An Ontario court previously found that Premier Doug Ford’s government ignored consultation laws when it cancelled the province’s cap-and-trade program without holding consultations in 2018.
Bill 197 received Royal Assent on July 21.
When Ford was asked about the Auditor General’s concerns about Bill 197 at a recent COVID-19 press briefing, he said: “I’m going to have to respectfully disagree.”
Ecojustice, an environmental protection group with a long record of fighting for wilderness and wildlife in the courts, has stated that it’s not just assessments of major projects that will be impacted by the new bill. “It also proposes terminating options for public appeals on environmental issues that were not addressed in a streamlined EA [environmental assessment],” writes Ecojustice lawyer Laura Bowman.
In a statement, Bowman warns that the same day Bill 197 was tabled, the Ford government introduced a slew of other proposals to exempt aspects of many major infrastructure projects. She created a list of links to the legislative exemptions and amendments, which include forestry management, the final phases of highway planning or highway expansions, construction of collector roads, removal of bike infrastructure, road widenings, projects in parks and conservation reserves, or major expansions to wastewater treatment plants. There are also changes to how assessments would be conducted for transit, mining, forestry, hydro, waterpower and other projects, Bowman found.
“The government’s actions demonstrate an unprecedented attempt to override public consultation on an omnibus bill that has far-reaching implications for the public’s involvement in environmental assessments and sustainable development,” Bowman said in a statement on the bill.
Under the lead of Ecojustice and the Canadian Law Association, 12 environmental organizations have written a letter to the province over Bill 197.
Earlier, in May, many of the organizations that signed the latest letter issued a warning that the provincial and federal governments may weaken or delay implementation of environmental laws under the climate of the COVID-19 pandemic.

▶ _Complete the following_:
a) According to the Bill 197 passage, on what date did Bill 197 receive Royal Assent?
b) Please translate this sentence from the Bill 197 passage into Spanish: "Under the lead of Ecojustice and the Canadian Law Association, 12 environmental organizations have written a letter to the province over Bill 197."
The records are separate material from the Bill 197 passage.

▶ _Extracted information_:
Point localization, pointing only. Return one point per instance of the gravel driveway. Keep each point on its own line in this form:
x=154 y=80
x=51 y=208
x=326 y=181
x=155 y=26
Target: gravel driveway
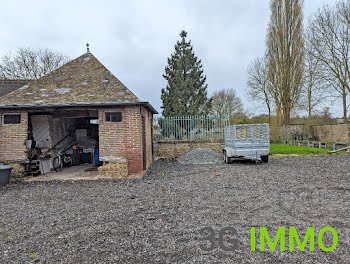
x=157 y=219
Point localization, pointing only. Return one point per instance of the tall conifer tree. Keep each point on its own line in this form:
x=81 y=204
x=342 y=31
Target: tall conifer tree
x=186 y=91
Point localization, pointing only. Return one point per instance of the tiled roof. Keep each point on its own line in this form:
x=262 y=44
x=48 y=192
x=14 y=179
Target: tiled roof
x=82 y=81
x=8 y=86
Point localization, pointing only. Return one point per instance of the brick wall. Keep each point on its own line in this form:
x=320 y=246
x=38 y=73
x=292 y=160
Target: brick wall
x=124 y=139
x=326 y=133
x=12 y=139
x=148 y=116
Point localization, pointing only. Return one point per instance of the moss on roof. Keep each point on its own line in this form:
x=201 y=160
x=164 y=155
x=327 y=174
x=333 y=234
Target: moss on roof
x=81 y=81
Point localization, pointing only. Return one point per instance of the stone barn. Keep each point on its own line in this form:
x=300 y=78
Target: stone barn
x=81 y=109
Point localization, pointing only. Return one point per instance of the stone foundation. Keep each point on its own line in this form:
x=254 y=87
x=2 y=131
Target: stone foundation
x=117 y=168
x=173 y=150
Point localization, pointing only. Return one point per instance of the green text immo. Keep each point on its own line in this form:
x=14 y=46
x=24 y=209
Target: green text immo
x=294 y=239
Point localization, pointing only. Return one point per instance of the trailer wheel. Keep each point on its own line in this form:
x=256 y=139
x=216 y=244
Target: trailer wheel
x=265 y=158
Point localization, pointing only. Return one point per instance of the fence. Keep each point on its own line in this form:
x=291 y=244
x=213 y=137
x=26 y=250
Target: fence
x=189 y=128
x=316 y=144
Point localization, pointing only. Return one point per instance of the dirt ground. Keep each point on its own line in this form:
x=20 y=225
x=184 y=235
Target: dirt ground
x=157 y=219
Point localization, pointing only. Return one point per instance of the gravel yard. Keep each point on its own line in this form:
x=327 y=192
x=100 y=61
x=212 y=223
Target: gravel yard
x=157 y=219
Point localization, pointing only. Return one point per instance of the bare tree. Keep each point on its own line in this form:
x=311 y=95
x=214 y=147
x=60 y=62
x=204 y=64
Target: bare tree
x=285 y=54
x=328 y=33
x=30 y=64
x=226 y=103
x=314 y=89
x=258 y=83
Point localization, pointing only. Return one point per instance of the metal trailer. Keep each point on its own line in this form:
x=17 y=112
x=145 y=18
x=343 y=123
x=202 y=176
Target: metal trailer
x=250 y=141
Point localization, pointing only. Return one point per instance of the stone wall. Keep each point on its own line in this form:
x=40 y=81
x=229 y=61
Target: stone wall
x=326 y=133
x=124 y=139
x=12 y=139
x=333 y=133
x=174 y=149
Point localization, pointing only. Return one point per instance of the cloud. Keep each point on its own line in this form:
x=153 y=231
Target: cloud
x=134 y=38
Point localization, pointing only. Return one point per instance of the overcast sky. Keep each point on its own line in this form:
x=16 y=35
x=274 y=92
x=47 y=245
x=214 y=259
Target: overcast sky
x=133 y=39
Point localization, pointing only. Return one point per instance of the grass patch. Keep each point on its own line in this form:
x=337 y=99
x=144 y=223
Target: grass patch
x=298 y=150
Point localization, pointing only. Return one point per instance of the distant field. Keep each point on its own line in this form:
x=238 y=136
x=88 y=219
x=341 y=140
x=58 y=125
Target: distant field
x=287 y=149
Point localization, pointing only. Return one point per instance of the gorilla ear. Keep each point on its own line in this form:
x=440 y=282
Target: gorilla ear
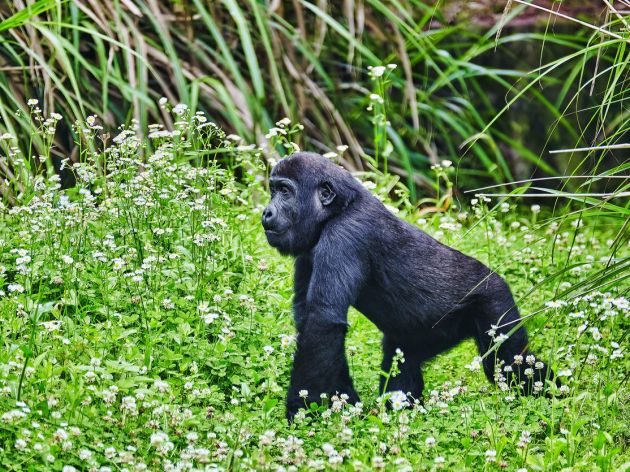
x=326 y=194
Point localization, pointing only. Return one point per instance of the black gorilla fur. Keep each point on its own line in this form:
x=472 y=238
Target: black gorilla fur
x=351 y=251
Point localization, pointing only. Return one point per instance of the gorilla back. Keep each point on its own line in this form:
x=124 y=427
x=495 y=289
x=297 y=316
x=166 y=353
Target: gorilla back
x=424 y=296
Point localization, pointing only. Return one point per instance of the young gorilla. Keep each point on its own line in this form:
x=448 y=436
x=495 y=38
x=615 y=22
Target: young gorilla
x=424 y=296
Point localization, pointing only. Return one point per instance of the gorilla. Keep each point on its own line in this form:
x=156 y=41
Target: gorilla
x=423 y=296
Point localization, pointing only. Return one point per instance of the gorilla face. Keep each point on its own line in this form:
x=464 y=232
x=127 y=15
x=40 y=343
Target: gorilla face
x=301 y=204
x=281 y=215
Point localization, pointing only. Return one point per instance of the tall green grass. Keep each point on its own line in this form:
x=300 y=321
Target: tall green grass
x=248 y=65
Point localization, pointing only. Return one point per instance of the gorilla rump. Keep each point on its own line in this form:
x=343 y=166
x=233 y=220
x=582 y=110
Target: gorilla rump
x=424 y=296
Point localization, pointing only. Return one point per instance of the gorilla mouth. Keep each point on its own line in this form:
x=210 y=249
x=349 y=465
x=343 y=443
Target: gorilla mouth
x=274 y=232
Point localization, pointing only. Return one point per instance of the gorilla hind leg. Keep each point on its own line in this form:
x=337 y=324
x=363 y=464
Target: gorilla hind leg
x=508 y=360
x=409 y=377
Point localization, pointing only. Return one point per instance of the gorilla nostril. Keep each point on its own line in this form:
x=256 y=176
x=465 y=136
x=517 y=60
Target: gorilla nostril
x=267 y=217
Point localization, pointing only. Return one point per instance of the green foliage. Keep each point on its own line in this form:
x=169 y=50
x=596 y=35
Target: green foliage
x=146 y=324
x=251 y=63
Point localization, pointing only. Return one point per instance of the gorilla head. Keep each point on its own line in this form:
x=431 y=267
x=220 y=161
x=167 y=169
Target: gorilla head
x=307 y=190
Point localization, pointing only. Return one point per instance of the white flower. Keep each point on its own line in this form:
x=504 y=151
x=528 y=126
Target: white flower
x=16 y=288
x=377 y=71
x=398 y=400
x=67 y=260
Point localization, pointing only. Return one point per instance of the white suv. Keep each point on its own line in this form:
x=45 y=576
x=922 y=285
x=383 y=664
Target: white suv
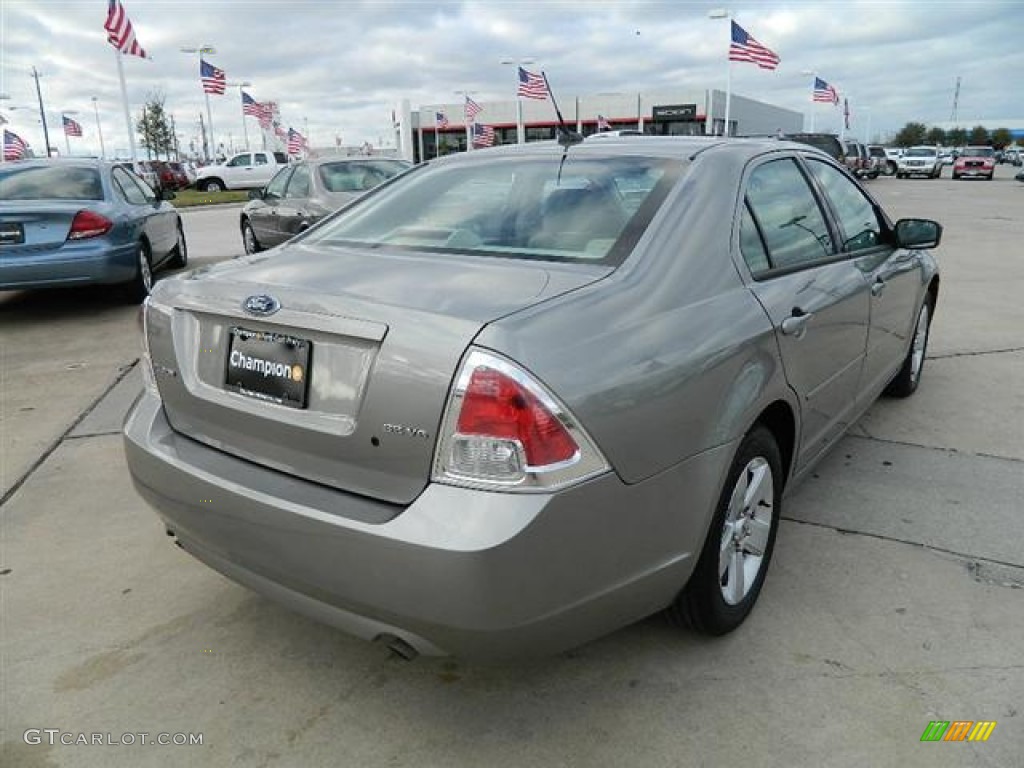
x=920 y=161
x=247 y=170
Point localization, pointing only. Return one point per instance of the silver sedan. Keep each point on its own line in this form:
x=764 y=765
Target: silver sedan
x=518 y=398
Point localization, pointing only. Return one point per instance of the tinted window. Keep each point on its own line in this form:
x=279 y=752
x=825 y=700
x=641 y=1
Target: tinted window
x=130 y=190
x=859 y=220
x=299 y=185
x=751 y=244
x=792 y=223
x=276 y=186
x=49 y=182
x=514 y=207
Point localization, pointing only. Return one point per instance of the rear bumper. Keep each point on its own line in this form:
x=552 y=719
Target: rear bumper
x=73 y=264
x=458 y=571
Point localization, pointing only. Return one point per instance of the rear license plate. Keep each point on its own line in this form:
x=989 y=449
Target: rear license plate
x=11 y=233
x=268 y=366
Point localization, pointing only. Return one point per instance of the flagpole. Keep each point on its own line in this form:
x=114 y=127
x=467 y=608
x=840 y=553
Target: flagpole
x=124 y=102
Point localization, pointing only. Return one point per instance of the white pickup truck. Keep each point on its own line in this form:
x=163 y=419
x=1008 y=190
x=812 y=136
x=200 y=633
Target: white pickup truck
x=247 y=170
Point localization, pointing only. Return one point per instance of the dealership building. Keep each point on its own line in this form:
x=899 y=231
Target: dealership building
x=440 y=129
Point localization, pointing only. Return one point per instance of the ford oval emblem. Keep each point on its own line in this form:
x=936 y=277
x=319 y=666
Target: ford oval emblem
x=261 y=305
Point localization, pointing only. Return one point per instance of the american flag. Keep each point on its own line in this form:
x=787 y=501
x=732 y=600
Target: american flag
x=213 y=79
x=531 y=86
x=296 y=142
x=824 y=92
x=483 y=135
x=13 y=146
x=72 y=128
x=262 y=112
x=119 y=31
x=745 y=48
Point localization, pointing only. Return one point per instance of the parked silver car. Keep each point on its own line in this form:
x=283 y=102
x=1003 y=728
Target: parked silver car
x=517 y=398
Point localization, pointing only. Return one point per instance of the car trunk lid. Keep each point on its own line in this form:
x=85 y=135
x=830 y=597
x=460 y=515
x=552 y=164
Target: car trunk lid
x=377 y=338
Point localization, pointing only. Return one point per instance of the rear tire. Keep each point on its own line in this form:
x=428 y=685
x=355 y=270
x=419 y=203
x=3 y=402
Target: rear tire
x=729 y=574
x=908 y=379
x=249 y=241
x=139 y=286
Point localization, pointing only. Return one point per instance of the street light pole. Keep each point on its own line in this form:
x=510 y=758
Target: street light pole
x=200 y=50
x=813 y=74
x=42 y=112
x=520 y=129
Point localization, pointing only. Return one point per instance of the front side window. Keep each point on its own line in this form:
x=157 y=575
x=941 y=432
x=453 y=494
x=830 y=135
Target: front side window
x=857 y=217
x=125 y=182
x=583 y=209
x=276 y=186
x=299 y=185
x=791 y=221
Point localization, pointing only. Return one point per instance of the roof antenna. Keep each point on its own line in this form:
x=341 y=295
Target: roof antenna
x=565 y=137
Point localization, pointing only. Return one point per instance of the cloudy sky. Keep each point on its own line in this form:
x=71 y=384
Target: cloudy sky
x=338 y=68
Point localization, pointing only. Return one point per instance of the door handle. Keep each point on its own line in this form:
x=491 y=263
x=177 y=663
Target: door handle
x=796 y=324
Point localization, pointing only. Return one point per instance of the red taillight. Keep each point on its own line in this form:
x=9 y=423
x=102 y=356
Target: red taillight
x=497 y=406
x=88 y=224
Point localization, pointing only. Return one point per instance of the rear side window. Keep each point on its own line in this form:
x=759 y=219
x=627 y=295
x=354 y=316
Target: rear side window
x=50 y=182
x=794 y=229
x=583 y=209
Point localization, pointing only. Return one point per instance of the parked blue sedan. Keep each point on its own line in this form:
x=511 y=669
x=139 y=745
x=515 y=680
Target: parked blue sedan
x=71 y=222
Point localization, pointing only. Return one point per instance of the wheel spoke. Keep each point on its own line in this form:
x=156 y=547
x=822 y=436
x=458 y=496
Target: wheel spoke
x=734 y=589
x=757 y=541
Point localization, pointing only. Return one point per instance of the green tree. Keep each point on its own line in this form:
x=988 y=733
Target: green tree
x=1001 y=137
x=910 y=134
x=956 y=137
x=979 y=135
x=155 y=127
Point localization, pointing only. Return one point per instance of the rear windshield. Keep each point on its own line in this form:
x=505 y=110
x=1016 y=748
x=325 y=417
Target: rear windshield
x=358 y=175
x=584 y=209
x=50 y=182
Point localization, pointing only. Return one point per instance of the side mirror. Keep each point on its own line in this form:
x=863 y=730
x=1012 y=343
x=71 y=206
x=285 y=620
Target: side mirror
x=918 y=233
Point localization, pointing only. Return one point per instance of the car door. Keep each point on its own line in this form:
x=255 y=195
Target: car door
x=814 y=293
x=263 y=217
x=293 y=211
x=896 y=276
x=158 y=221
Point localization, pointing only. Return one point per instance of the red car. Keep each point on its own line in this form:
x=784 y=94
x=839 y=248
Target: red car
x=170 y=175
x=975 y=161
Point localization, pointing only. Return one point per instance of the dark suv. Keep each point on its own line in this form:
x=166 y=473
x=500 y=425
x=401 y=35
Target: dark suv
x=827 y=142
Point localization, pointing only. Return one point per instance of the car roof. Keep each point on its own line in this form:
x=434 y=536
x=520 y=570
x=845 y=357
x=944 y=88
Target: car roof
x=679 y=147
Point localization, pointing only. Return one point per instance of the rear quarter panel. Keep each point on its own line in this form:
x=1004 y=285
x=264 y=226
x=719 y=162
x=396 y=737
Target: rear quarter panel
x=670 y=355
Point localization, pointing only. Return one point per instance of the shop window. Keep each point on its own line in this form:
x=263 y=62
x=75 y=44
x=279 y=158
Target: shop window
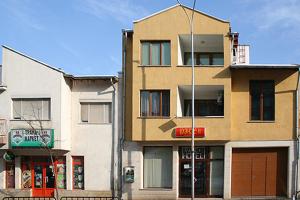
x=216 y=171
x=61 y=173
x=96 y=112
x=204 y=58
x=156 y=53
x=31 y=109
x=158 y=167
x=26 y=173
x=10 y=174
x=78 y=172
x=262 y=95
x=155 y=103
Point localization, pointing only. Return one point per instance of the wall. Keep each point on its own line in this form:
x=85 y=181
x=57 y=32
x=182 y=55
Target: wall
x=167 y=26
x=283 y=126
x=26 y=78
x=93 y=141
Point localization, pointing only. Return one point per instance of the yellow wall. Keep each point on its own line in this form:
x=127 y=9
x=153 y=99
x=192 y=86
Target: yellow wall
x=283 y=126
x=235 y=124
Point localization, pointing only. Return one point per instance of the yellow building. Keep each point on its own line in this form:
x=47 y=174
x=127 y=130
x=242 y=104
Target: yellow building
x=245 y=113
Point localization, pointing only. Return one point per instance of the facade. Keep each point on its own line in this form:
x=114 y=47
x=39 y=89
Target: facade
x=246 y=119
x=58 y=131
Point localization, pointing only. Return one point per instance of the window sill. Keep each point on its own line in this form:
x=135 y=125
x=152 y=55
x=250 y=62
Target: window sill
x=30 y=120
x=261 y=121
x=157 y=189
x=189 y=117
x=154 y=117
x=200 y=65
x=154 y=66
x=86 y=123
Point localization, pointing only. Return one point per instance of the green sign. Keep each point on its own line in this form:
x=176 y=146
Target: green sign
x=32 y=138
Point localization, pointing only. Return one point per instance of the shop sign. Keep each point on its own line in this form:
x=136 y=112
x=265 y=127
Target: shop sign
x=187 y=132
x=32 y=138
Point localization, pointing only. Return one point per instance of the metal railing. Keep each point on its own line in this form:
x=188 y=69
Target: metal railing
x=29 y=198
x=88 y=198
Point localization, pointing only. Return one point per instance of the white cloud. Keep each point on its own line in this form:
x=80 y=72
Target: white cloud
x=21 y=12
x=123 y=11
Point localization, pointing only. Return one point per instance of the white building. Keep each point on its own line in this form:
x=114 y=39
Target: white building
x=48 y=118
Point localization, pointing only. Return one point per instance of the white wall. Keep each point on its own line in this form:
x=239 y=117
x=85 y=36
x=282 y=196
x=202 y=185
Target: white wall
x=26 y=78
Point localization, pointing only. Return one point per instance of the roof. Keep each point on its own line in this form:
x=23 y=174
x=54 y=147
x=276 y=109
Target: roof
x=176 y=5
x=22 y=54
x=75 y=77
x=265 y=66
x=92 y=77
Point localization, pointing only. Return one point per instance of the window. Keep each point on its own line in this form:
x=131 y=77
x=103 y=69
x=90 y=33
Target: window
x=96 y=112
x=155 y=103
x=158 y=167
x=78 y=172
x=10 y=174
x=262 y=95
x=204 y=58
x=31 y=109
x=156 y=53
x=204 y=107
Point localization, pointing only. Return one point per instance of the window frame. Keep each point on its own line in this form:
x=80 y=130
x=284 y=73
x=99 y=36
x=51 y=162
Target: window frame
x=160 y=102
x=21 y=118
x=261 y=104
x=7 y=165
x=73 y=165
x=150 y=55
x=197 y=58
x=88 y=103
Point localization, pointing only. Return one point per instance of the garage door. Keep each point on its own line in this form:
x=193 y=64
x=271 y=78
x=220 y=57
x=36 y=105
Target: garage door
x=259 y=172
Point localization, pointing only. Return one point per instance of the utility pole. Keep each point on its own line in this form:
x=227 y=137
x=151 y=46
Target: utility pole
x=191 y=24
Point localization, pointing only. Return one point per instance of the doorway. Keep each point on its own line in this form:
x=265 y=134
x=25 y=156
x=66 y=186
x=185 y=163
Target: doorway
x=43 y=178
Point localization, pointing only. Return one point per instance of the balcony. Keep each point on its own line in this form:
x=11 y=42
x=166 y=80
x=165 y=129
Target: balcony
x=209 y=101
x=3 y=132
x=208 y=50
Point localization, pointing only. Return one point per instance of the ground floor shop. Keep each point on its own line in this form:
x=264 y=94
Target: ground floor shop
x=224 y=170
x=43 y=175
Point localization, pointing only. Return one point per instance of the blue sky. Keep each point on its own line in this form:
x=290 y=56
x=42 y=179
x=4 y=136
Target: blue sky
x=84 y=36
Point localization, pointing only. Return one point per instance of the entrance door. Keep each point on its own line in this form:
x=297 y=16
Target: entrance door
x=185 y=184
x=43 y=179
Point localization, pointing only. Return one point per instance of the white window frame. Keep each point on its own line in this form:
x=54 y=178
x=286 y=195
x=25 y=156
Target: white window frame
x=88 y=103
x=28 y=99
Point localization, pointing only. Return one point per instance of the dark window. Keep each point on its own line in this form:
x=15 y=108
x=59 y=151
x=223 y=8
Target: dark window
x=262 y=95
x=204 y=107
x=156 y=53
x=204 y=58
x=155 y=103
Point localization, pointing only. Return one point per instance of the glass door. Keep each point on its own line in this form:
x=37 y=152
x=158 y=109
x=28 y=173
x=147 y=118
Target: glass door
x=43 y=179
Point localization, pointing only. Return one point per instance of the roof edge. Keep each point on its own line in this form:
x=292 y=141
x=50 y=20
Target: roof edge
x=33 y=59
x=171 y=7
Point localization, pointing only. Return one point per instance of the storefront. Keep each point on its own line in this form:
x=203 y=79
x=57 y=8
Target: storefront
x=209 y=168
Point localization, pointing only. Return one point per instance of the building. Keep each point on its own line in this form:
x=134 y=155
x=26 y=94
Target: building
x=59 y=132
x=245 y=113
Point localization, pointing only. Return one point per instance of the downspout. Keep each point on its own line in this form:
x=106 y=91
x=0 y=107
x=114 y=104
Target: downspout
x=121 y=139
x=113 y=136
x=297 y=138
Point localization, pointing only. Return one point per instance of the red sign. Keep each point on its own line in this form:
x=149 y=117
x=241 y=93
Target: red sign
x=187 y=132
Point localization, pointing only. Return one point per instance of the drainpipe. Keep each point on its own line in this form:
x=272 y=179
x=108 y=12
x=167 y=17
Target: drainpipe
x=297 y=138
x=113 y=135
x=121 y=139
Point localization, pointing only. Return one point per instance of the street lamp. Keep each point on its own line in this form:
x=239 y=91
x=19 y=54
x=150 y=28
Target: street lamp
x=191 y=23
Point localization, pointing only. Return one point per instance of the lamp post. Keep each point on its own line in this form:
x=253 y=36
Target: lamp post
x=191 y=24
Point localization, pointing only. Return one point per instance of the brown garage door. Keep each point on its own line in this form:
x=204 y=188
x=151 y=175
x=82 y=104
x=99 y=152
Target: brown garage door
x=259 y=172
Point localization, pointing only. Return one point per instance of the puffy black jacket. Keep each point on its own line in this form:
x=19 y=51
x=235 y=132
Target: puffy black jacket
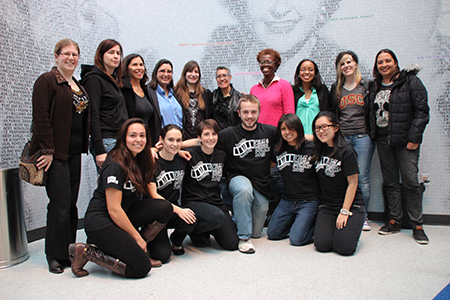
x=408 y=110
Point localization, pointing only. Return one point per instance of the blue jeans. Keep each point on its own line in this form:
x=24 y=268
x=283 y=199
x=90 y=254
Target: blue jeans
x=249 y=207
x=364 y=147
x=296 y=218
x=396 y=162
x=108 y=143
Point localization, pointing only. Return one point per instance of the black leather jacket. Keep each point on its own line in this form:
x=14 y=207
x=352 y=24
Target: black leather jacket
x=233 y=116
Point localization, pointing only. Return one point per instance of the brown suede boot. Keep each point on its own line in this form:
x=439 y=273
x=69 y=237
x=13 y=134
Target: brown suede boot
x=81 y=253
x=77 y=255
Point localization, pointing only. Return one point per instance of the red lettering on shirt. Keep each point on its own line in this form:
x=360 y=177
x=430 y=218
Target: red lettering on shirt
x=351 y=99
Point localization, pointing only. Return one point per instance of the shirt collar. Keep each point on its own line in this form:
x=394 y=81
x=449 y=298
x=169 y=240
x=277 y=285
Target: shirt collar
x=275 y=78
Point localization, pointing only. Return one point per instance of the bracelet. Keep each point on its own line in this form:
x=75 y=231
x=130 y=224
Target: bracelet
x=346 y=212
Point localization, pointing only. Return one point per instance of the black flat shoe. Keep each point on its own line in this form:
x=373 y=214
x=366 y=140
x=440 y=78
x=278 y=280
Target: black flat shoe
x=178 y=251
x=55 y=266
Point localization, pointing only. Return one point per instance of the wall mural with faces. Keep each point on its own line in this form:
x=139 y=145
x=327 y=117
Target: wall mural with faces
x=229 y=33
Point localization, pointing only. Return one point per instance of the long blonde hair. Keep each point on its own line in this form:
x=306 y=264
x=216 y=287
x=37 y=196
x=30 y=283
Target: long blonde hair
x=340 y=78
x=182 y=90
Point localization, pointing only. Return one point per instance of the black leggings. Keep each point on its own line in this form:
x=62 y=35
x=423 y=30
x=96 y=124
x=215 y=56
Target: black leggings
x=215 y=220
x=343 y=241
x=119 y=244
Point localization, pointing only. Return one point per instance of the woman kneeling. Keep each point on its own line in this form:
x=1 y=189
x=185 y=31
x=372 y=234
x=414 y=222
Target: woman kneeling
x=120 y=205
x=341 y=212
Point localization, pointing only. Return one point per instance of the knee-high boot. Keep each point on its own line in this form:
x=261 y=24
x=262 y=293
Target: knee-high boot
x=148 y=233
x=151 y=230
x=81 y=253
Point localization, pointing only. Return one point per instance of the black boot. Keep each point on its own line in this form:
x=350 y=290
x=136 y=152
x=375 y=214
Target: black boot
x=151 y=230
x=148 y=233
x=81 y=253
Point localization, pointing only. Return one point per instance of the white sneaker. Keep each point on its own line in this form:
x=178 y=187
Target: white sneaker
x=246 y=246
x=366 y=226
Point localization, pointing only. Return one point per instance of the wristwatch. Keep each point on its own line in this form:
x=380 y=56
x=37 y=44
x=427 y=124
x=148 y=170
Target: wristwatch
x=346 y=212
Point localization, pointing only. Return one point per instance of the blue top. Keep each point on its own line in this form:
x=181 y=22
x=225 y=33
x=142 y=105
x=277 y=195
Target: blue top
x=170 y=108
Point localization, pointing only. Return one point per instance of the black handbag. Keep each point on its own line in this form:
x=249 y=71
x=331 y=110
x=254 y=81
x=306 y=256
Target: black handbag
x=28 y=170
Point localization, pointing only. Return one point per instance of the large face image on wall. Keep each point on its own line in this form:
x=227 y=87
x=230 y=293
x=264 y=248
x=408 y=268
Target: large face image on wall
x=229 y=33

▶ _Answer section_:
a) July 21.

b) Bajo el liderazgo de Ecojustice y la Canadian Law Association, 12 organizaciones ambientales han escrito una carta a la provincia sobre el proyecto de ley 197.